点标注数据集记录
--
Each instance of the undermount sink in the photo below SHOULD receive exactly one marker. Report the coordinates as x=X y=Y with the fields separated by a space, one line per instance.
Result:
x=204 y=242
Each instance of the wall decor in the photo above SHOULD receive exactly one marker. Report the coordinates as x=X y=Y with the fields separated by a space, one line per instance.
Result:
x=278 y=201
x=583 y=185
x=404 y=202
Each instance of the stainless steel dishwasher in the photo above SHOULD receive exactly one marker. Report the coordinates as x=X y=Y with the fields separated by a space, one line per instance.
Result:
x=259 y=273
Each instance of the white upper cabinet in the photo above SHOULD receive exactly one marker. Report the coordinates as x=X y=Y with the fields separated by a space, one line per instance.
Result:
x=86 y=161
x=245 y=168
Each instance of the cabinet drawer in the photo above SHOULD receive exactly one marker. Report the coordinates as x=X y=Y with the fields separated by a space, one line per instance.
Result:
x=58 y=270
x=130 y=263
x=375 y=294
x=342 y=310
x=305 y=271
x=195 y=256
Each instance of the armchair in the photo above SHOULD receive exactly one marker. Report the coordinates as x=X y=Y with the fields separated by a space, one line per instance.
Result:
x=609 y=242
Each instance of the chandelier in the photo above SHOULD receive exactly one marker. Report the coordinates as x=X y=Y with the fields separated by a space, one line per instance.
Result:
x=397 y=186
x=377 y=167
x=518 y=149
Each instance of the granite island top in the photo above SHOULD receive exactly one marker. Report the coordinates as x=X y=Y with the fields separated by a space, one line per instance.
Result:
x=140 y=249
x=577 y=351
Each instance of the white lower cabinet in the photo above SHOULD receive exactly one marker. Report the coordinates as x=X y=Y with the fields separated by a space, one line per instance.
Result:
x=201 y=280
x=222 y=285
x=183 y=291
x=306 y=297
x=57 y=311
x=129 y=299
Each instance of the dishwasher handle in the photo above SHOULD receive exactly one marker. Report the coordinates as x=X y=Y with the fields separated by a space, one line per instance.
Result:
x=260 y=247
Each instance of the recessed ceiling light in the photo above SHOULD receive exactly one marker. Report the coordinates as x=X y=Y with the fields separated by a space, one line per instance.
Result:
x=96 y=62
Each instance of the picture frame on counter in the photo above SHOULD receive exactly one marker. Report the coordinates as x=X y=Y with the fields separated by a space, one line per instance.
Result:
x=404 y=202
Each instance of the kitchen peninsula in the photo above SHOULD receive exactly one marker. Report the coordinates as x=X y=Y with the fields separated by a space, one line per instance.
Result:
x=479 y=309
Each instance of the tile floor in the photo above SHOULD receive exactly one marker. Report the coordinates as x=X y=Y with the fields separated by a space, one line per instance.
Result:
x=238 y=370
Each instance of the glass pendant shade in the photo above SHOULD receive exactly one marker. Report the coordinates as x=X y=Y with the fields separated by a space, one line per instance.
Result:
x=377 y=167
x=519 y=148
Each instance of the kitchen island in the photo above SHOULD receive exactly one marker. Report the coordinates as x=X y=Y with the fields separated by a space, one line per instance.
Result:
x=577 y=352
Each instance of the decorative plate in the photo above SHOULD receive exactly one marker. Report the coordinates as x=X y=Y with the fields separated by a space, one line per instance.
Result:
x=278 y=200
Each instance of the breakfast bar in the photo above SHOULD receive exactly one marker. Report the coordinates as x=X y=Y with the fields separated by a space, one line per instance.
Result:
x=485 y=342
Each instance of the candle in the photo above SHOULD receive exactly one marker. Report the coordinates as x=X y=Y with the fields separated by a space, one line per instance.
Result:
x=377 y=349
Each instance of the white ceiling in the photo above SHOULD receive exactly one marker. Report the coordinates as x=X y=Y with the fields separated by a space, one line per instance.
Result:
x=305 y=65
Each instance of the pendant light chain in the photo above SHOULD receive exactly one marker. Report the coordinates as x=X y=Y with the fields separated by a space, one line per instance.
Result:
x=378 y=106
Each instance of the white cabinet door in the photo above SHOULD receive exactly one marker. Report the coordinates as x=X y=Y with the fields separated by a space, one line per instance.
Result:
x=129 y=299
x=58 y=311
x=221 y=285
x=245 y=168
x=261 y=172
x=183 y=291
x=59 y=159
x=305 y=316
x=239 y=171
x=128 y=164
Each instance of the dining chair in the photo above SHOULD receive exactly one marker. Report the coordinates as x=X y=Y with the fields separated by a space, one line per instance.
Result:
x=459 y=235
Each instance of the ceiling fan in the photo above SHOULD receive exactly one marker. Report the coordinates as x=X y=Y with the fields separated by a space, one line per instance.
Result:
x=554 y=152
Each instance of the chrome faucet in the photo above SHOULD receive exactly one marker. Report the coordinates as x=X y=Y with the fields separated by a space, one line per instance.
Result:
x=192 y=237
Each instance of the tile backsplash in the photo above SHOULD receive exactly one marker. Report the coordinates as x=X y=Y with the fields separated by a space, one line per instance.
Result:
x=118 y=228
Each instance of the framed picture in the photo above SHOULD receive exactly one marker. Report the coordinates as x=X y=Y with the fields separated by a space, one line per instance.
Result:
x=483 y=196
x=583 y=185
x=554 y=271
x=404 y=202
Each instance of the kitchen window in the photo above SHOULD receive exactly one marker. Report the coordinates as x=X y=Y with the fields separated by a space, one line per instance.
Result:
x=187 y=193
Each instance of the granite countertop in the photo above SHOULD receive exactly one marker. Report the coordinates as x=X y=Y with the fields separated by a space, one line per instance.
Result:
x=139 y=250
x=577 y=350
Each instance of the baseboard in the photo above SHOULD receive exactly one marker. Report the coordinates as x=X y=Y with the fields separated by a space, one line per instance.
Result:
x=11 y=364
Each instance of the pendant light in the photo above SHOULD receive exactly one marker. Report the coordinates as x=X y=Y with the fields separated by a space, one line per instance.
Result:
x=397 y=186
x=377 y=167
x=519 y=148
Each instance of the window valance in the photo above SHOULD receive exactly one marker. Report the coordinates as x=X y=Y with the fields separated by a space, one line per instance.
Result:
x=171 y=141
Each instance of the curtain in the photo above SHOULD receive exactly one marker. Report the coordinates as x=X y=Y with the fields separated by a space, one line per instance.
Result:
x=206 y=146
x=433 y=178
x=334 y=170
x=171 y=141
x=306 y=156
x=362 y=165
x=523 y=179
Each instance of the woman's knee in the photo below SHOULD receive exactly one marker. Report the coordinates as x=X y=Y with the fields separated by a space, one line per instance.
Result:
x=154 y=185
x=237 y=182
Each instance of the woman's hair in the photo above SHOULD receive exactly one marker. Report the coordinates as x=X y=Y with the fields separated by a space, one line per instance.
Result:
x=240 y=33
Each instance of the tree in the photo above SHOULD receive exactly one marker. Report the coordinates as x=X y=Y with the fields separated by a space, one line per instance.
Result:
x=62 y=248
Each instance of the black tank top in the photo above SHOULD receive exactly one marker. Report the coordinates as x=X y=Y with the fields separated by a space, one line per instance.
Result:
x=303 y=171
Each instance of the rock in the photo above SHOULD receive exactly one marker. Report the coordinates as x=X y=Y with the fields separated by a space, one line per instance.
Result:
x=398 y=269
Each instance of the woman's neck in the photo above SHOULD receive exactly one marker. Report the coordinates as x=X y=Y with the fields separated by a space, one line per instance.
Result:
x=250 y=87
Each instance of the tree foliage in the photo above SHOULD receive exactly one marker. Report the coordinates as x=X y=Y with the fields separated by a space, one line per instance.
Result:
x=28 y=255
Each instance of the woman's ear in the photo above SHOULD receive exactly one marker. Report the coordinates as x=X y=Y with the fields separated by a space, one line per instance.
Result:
--
## 任务说明
把材料中从含有“Each instance of the candle”的那一行起，一直到含有“x=377 y=349”的那一行为止（首尾两行都算在内），全部重新写出来。其中的“candle”一律改成“vase”，其余内容保持不变。

## 参考答案
Each instance of the vase in the photo above SHOULD receive exactly one marker. Report the coordinates as x=X y=Y with the fields separated by a space, one line per instance.
Result:
x=377 y=349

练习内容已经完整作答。